(Collected data entries)

..........

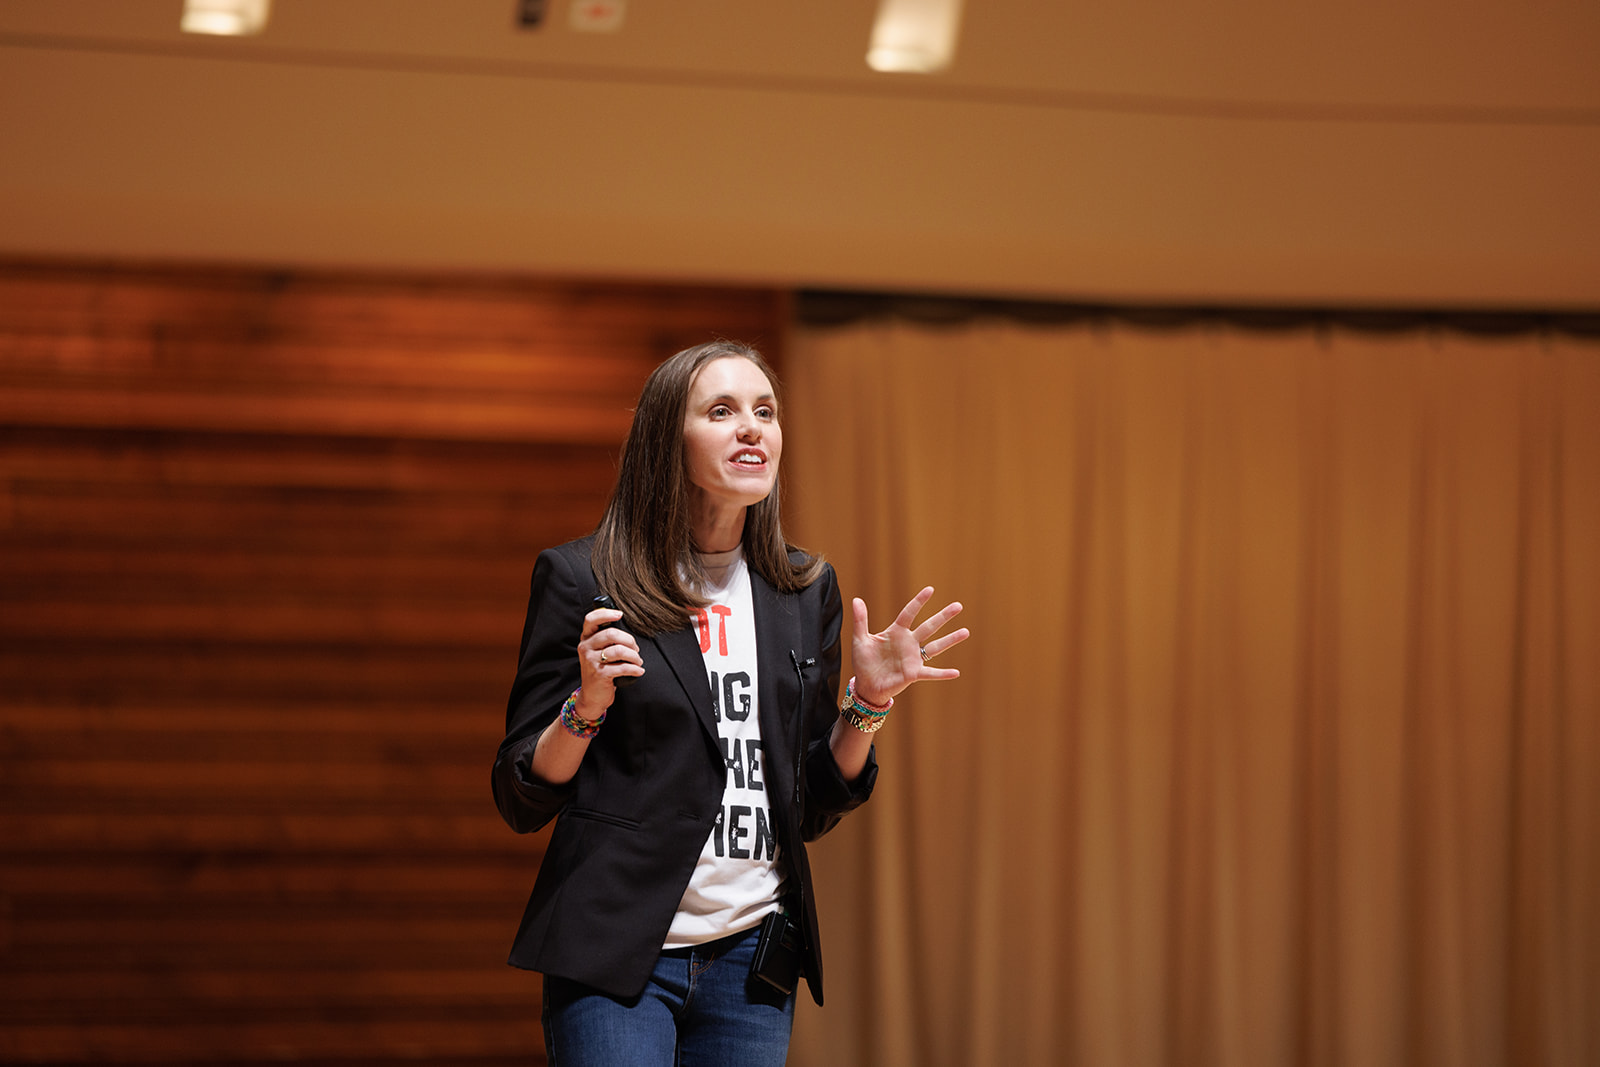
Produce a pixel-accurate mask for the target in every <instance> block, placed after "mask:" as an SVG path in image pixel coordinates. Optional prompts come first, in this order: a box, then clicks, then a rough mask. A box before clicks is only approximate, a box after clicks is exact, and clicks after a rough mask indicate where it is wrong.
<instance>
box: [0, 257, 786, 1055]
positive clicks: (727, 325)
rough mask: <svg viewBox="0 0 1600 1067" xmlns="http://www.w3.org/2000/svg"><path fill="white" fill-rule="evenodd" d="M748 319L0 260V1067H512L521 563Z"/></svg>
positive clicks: (513, 285)
mask: <svg viewBox="0 0 1600 1067" xmlns="http://www.w3.org/2000/svg"><path fill="white" fill-rule="evenodd" d="M782 318H784V302H782V299H781V298H779V296H778V294H773V293H766V291H744V290H704V288H683V286H645V285H595V283H555V282H531V280H501V278H477V280H470V278H469V280H462V278H442V280H438V278H422V280H419V278H402V277H373V275H362V277H347V275H299V274H264V272H243V270H198V269H195V270H184V269H128V267H86V266H62V264H37V262H10V264H5V262H0V1061H5V1062H37V1064H46V1062H48V1064H88V1062H186V1064H243V1062H264V1061H275V1062H283V1061H298V1062H338V1064H346V1065H357V1064H376V1062H389V1061H406V1062H413V1064H416V1062H422V1064H427V1062H437V1064H443V1062H450V1064H499V1062H507V1064H509V1062H518V1064H526V1062H530V1061H533V1062H536V1061H538V1056H539V1049H541V1038H539V1027H538V979H536V977H534V976H531V974H525V973H520V971H512V969H509V968H507V966H506V965H504V957H506V950H507V947H509V944H510V936H512V933H514V929H515V923H517V918H518V917H520V909H522V904H523V901H525V897H526V891H528V888H530V886H531V880H533V873H534V869H536V865H538V859H539V854H541V845H542V840H541V838H520V837H517V835H514V833H510V830H507V829H506V827H504V825H502V824H501V821H499V817H498V816H496V813H494V808H493V801H491V798H490V790H488V768H490V761H491V758H493V752H494V745H496V744H498V741H499V733H501V728H502V721H504V699H506V691H507V686H509V683H510V673H512V669H514V659H515V643H517V635H518V632H520V624H522V613H523V608H525V601H526V581H528V573H530V568H531V565H533V557H534V553H536V552H538V550H539V549H541V547H544V545H549V544H554V542H558V541H563V539H566V537H571V536H576V534H581V533H584V531H587V530H589V528H592V525H594V522H595V520H597V518H598V512H600V507H602V506H603V501H605V494H606V491H608V490H610V482H611V477H613V470H614V456H616V448H618V446H619V443H621V440H622V435H624V434H626V429H627V418H629V408H630V405H632V402H634V398H635V397H637V392H638V387H640V384H642V382H643V378H645V374H646V373H648V371H650V368H651V366H653V365H654V363H656V362H659V360H661V358H664V357H666V355H669V354H670V352H674V350H677V349H678V347H683V346H686V344H693V342H698V341H704V339H707V338H710V336H718V334H720V336H733V338H741V339H750V341H755V342H758V344H762V346H763V347H765V349H766V350H768V352H770V354H771V355H773V357H774V358H776V357H778V355H779V354H778V352H776V344H778V341H779V338H781V331H782Z"/></svg>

..........

» **WHAT THE TASK ASKS**:
In the listing above, swap "rough mask" for "coarse mask" and give the lines again with nothing else changed. Leave the pictures out.

» **EXERCISE SOLUTION**:
Produce a pixel-accurate mask for the target in every <instance> block, placed after "mask:" as an SVG path in image pixel coordinates. Optional prompts come first, in this order: a box, then clicks, then a coarse mask. A box before clicks is only approximate, a box after clicks is exact, and clicks after a coarse mask indicate where it is wrong.
<instance>
box: [0, 257, 786, 1055]
positive clicks: (727, 325)
coarse mask: <svg viewBox="0 0 1600 1067" xmlns="http://www.w3.org/2000/svg"><path fill="white" fill-rule="evenodd" d="M748 319L0 260V1067H512L521 563Z"/></svg>
positive clicks: (513, 285)
mask: <svg viewBox="0 0 1600 1067" xmlns="http://www.w3.org/2000/svg"><path fill="white" fill-rule="evenodd" d="M782 318H784V302H782V299H781V298H779V296H778V294H773V293H766V291H744V290H704V288H683V286H645V285H595V283H555V282H531V280H501V278H477V280H470V278H469V280H462V278H442V280H438V278H422V280H419V278H402V277H373V275H362V277H347V275H299V274H264V272H243V270H198V269H195V270H184V269H128V267H86V266H62V264H37V262H10V264H5V262H0V1061H5V1062H37V1064H46V1062H48V1064H88V1062H186V1064H243V1062H264V1061H275V1062H283V1061H298V1062H338V1064H346V1065H357V1064H376V1062H389V1061H406V1062H413V1064H416V1062H422V1064H427V1062H437V1064H443V1062H450V1064H499V1062H507V1064H509V1062H518V1064H526V1062H530V1061H533V1062H536V1061H538V1056H539V1049H541V1038H539V1027H538V979H536V977H534V976H531V974H525V973H520V971H512V969H509V968H507V966H506V965H504V957H506V950H507V947H509V944H510V936H512V933H514V929H515V923H517V918H518V917H520V909H522V904H523V901H525V897H526V891H528V888H530V886H531V880H533V873H534V869H536V865H538V859H539V854H541V845H542V840H541V838H520V837H517V835H514V833H510V830H507V829H506V827H504V825H502V824H501V821H499V817H498V816H496V813H494V808H493V801H491V798H490V790H488V768H490V761H491V758H493V752H494V745H496V744H498V741H499V733H501V728H502V721H504V699H506V691H507V686H509V683H510V673H512V669H514V659H515V643H517V635H518V632H520V624H522V613H523V608H525V601H526V581H528V573H530V568H531V565H533V557H534V553H536V552H538V550H539V549H541V547H544V545H549V544H554V542H558V541H563V539H566V537H571V536H576V534H581V533H584V531H587V530H589V528H592V525H594V522H595V520H597V518H598V512H600V507H602V506H603V501H605V494H606V491H608V490H610V482H611V477H613V470H614V456H616V448H618V446H619V443H621V440H622V435H624V434H626V429H627V418H629V408H630V405H632V402H634V398H635V397H637V392H638V387H640V384H642V382H643V378H645V374H646V373H648V371H650V368H651V366H653V365H654V363H656V362H659V360H661V358H664V357H666V355H669V354H670V352H674V350H677V349H678V347H683V346H686V344H693V342H698V341H704V339H707V338H710V336H718V334H720V336H733V338H741V339H750V341H755V342H758V344H762V346H763V347H765V349H766V350H768V352H770V354H771V355H773V357H774V358H776V357H778V355H779V354H778V352H776V344H778V341H779V338H781V331H782Z"/></svg>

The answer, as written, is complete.